TASK REQUIREMENTS - For every record below, repeat the text exactly and pass over any image.
· · · · ·
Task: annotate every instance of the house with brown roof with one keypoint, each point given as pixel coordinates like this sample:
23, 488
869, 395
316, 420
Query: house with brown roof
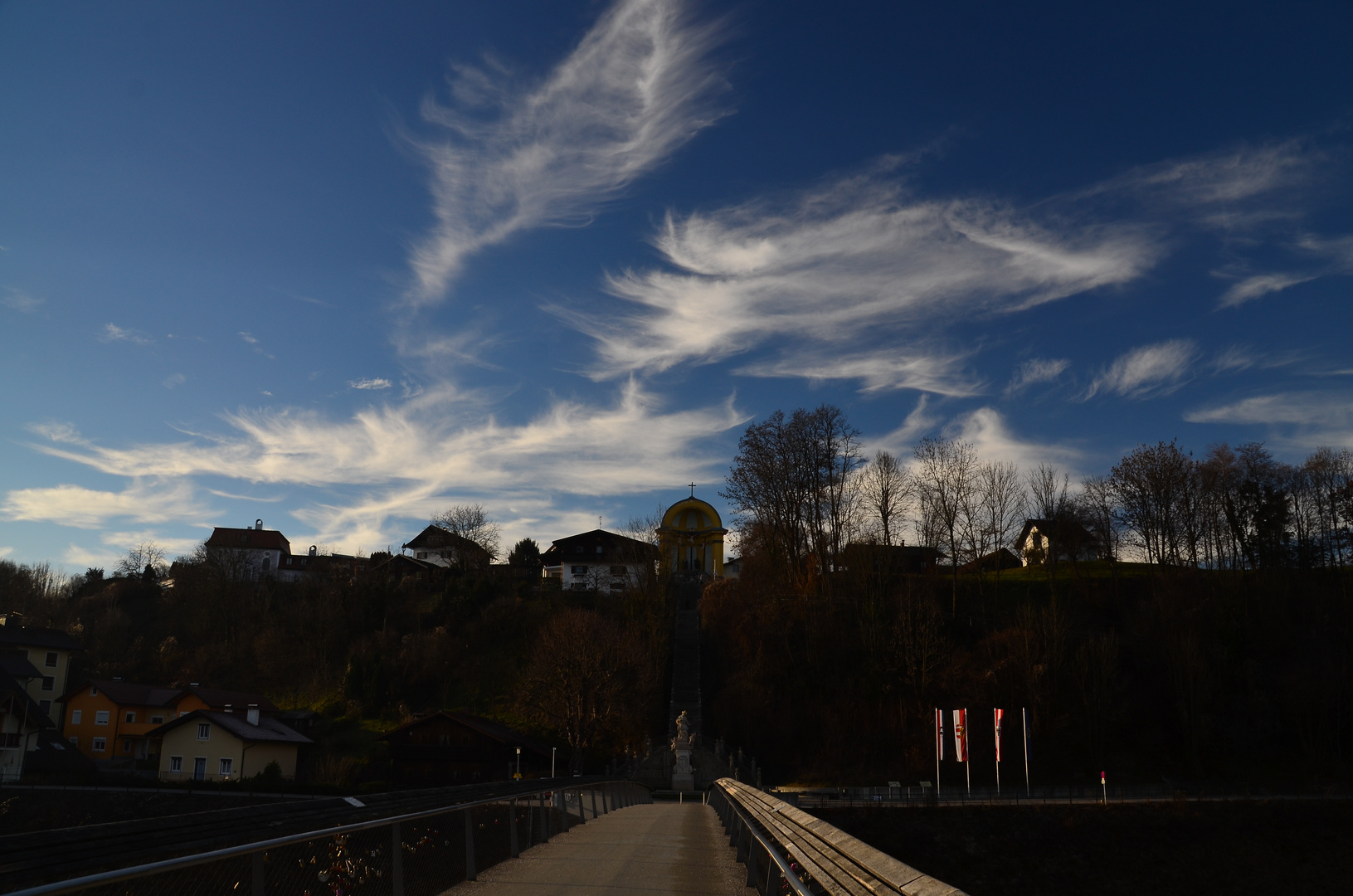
110, 720
456, 747
448, 550
206, 745
600, 561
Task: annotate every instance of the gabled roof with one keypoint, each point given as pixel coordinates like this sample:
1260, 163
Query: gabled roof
236, 723
15, 664
129, 694
12, 635
251, 539
615, 548
241, 700
487, 727
437, 539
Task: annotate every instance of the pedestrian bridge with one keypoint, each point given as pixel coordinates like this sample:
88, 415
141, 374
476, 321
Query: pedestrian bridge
594, 837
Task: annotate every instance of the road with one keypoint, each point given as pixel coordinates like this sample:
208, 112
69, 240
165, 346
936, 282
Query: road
660, 848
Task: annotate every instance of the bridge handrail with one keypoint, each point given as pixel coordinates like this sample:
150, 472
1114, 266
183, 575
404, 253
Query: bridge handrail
834, 859
259, 848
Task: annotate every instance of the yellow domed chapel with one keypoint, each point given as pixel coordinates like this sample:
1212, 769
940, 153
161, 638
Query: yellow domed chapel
692, 538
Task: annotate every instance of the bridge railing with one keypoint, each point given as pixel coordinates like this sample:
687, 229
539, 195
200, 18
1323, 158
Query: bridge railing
782, 844
413, 855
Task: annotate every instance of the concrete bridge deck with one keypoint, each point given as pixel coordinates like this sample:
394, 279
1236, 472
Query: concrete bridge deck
659, 848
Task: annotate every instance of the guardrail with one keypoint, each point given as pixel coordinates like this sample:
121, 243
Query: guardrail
810, 855
401, 855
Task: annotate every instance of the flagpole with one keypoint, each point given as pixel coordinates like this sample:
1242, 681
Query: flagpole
1023, 715
996, 728
939, 748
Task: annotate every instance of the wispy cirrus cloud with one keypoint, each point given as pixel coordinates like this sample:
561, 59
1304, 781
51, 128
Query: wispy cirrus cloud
409, 460
114, 334
18, 300
638, 87
855, 261
1038, 370
91, 508
1151, 370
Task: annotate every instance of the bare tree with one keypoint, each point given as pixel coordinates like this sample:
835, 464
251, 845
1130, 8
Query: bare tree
887, 489
148, 555
471, 521
945, 480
· · · · ·
TASK ANSWER -
Task: annotate every instance of the house with brown roof with one keypoint, each point given as pixel coordinates like this sample:
23, 488
869, 395
316, 420
Query: house with brown roof
110, 720
456, 747
448, 550
206, 745
600, 561
Task: annotate every instance of the gabled roof with one keypoint, each point given as pixel coordinates like this sample:
1260, 163
Query: gabled roof
236, 723
15, 664
129, 694
12, 635
251, 539
615, 548
241, 700
487, 727
437, 539
Task: annotate every instance of the pedestrian bridge with one keypoint, each point given as pixel coordinates like this sample:
88, 415
141, 374
476, 321
Query: pedestrian bridge
594, 837
Task: annotate every instance of the road with one keypoint, each point given as pixel coordinates like this sample:
208, 112
69, 240
165, 346
936, 282
Query: road
660, 848
Task: annotate every instance of the bridge handrail with one keypoint, each point given as pixel coordinates like this sample:
150, 472
1114, 266
183, 575
404, 253
Query: bridge handrail
834, 859
259, 848
Task: annotate every instance of the yellow domed chapel with one keypoint, each point given as pixel coordinates like this sample:
1212, 769
940, 153
161, 638
Query: yellow domed chapel
692, 538
Task: annotate every instance of the bridge railing with one keypoint, each point given as pixel coordinates like this sample:
687, 229
539, 195
200, 18
1323, 158
Query: bridge railing
782, 844
413, 855
Task: annotate every instance of the concrete bridge deck with one keypoint, each point given as pixel coordinates like this sample:
394, 279
1236, 472
Query: concrete bridge deck
659, 848
Task: annotate every instance of the guardrail with one keypoint, each point given as pixel coordinates like this sample:
121, 243
Query: guardrail
810, 855
401, 855
Task: annotate every instance of the flagpole with one keypoint, each point given as pixel coordinates like this sample:
1242, 681
Query: flagpole
1023, 715
996, 728
939, 748
Task: annotate every instance of the wispy cirrus cloud with one keypoint, each point given as pixel coordinates like this sample:
561, 59
1304, 781
51, 128
Query: wispy cirrus cloud
409, 460
114, 334
18, 300
638, 87
855, 261
1038, 370
91, 508
1151, 370
Task: annotate every instance of the bare tree with one keypoint, each point given as pixel coordinates like this sample:
835, 464
251, 845
1130, 8
Query: bare tree
887, 489
148, 555
471, 521
945, 480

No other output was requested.